+++ Data for processing
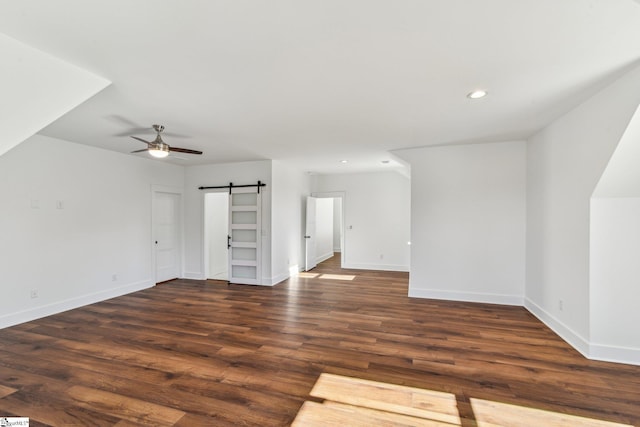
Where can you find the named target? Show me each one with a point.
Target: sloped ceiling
(36, 89)
(319, 81)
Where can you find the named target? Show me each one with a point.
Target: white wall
(468, 222)
(376, 218)
(337, 224)
(324, 229)
(70, 255)
(564, 163)
(291, 186)
(214, 175)
(615, 244)
(615, 279)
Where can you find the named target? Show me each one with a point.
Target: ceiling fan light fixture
(477, 94)
(160, 151)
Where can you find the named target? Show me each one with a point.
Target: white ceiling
(318, 81)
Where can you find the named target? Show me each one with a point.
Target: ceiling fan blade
(184, 150)
(141, 140)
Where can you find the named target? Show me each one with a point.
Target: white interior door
(310, 235)
(216, 254)
(167, 237)
(245, 228)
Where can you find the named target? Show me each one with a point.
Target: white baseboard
(71, 303)
(608, 353)
(194, 275)
(467, 296)
(324, 257)
(279, 278)
(574, 339)
(382, 267)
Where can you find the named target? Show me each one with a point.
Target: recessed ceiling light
(477, 94)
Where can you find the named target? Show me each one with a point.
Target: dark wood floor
(190, 353)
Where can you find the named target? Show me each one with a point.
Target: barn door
(244, 239)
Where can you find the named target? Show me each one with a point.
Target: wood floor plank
(421, 403)
(244, 355)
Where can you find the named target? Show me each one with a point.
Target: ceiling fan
(160, 149)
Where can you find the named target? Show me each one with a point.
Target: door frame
(205, 250)
(343, 237)
(155, 189)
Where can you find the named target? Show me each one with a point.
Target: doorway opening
(324, 236)
(216, 228)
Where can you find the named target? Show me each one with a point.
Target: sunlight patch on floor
(359, 402)
(306, 275)
(337, 276)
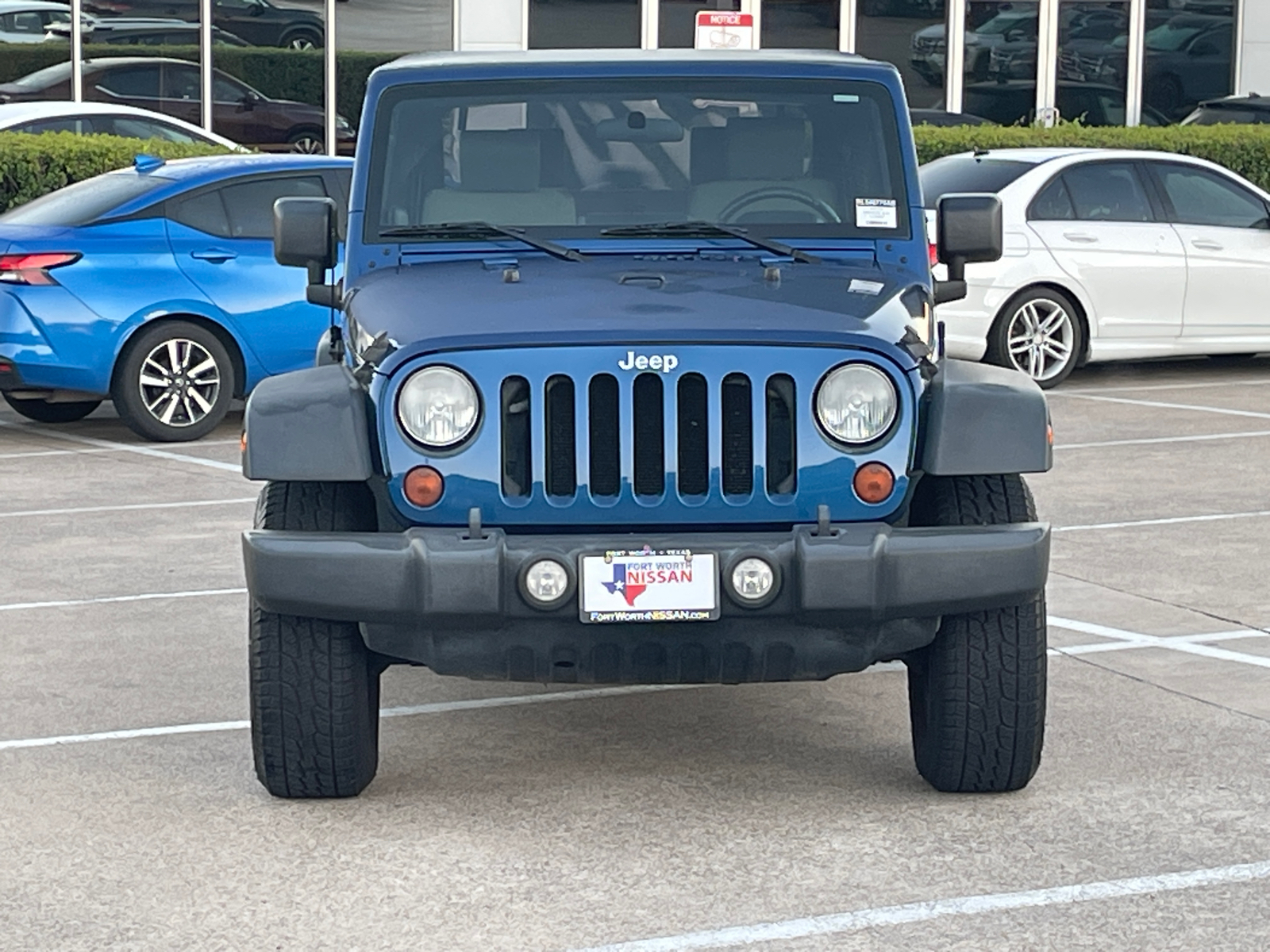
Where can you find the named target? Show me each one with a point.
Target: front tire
(48, 412)
(1038, 333)
(314, 685)
(175, 382)
(977, 693)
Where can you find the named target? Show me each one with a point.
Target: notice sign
(725, 31)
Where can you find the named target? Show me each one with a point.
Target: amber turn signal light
(423, 486)
(874, 482)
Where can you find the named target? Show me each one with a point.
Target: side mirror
(304, 236)
(969, 228)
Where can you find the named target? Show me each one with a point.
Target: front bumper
(863, 593)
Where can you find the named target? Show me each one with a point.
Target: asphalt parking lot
(511, 816)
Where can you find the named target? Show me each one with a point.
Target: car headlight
(856, 404)
(438, 406)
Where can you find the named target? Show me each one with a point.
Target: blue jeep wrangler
(637, 381)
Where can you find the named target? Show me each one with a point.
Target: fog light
(874, 482)
(752, 579)
(546, 582)
(423, 486)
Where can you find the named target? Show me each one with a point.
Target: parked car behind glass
(171, 86)
(258, 22)
(156, 289)
(1109, 255)
(105, 120)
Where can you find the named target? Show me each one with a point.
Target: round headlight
(438, 406)
(856, 403)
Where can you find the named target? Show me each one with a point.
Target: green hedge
(1242, 149)
(32, 165)
(279, 74)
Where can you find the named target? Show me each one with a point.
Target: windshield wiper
(482, 230)
(708, 228)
++++++
Output the records above exactly, leaving out pictures.

* **Answer to this task**
Where can you find the named target? Show me each one with a point.
Target: sloped ceiling
(36, 89)
(319, 81)
Where can you find the named target? Show me each one with a point.
Target: white wall
(468, 222)
(376, 218)
(337, 224)
(324, 229)
(70, 255)
(564, 163)
(291, 186)
(214, 175)
(615, 244)
(615, 279)
Where can you find the named target? Show me each one with a point.
Target: ceiling fan light fixture
(477, 94)
(160, 151)
Where can you find the named target? Show me each one with a point.
Target: white ceiling
(318, 81)
Where can you find the named target? Show me each one with a point.
Target: ceiling fan blade
(184, 150)
(141, 140)
Where can you find the named target? Show me each one with a point.
Target: white interior door
(310, 235)
(216, 254)
(167, 237)
(245, 228)
Where can you find the named target? Show me each one with a point.
Target: white baseboard
(71, 303)
(608, 353)
(194, 275)
(467, 296)
(324, 257)
(279, 278)
(574, 339)
(382, 267)
Where can you find the named target? Show me each one with a point.
Target: recessed ceiling light
(477, 94)
Where can you find the named target? Show me each one with a point.
Target: dark wood floor
(190, 353)
Where can you find the named target? Show me each one with a point.
Target: barn door
(244, 239)
Where can you find the named target? Show me each one with a point.
Target: wood floor plank
(421, 403)
(244, 355)
Where can you find the named target? Show me each one with a point.
Target: ceiling fan
(160, 149)
Where can you find the named target? Show me each one with a point.
Target: door frame
(205, 250)
(343, 237)
(155, 189)
Where can you find the named target? Show me each one with a point.
Target: doorway opening
(324, 236)
(216, 228)
Where can you find the named target? Show me each one with a point.
Target: sunlight patch on floor
(359, 402)
(306, 275)
(337, 276)
Where can you find the named target? Show me each one with a point.
Target: front tire
(48, 412)
(1038, 333)
(314, 685)
(175, 382)
(977, 693)
Where can you find the named target? Show me each one with a point.
Target: notice sign
(725, 31)
Where can you find the named target? Show me each one with a point.
Target: amber turn signal light
(423, 486)
(874, 482)
Where can you find the named target? Show me each one with a point.
Target: side mirror
(304, 236)
(969, 228)
Where can you find the named target? Show me each one with a point.
Target: front bumper
(863, 593)
Where can you find the named target? Show me each one with a point.
Target: asphalt parking lot
(511, 816)
Where can you find the named target? Show me each one with a point.
Target: car headlight
(856, 404)
(438, 406)
Where can you find the named target? Show me each one with a point.
Target: blue jeep wrangler
(637, 381)
Where can you find the named target? Show me each one with a point.
Target: fog light
(874, 482)
(752, 579)
(546, 582)
(423, 486)
Where can you find the named target? Show me each one with a point.
Target: parked car behind glass
(171, 86)
(258, 22)
(156, 289)
(1109, 255)
(105, 120)
Where can you find the named target? Show me each one with a point.
Target: round headlight
(438, 406)
(856, 403)
Where can you find the named target? Show me each one with a point.
Target: green hedge
(1242, 149)
(32, 165)
(279, 74)
Where can you find the named target? Show me each one with a point.
Target: windshield wiper
(482, 230)
(708, 228)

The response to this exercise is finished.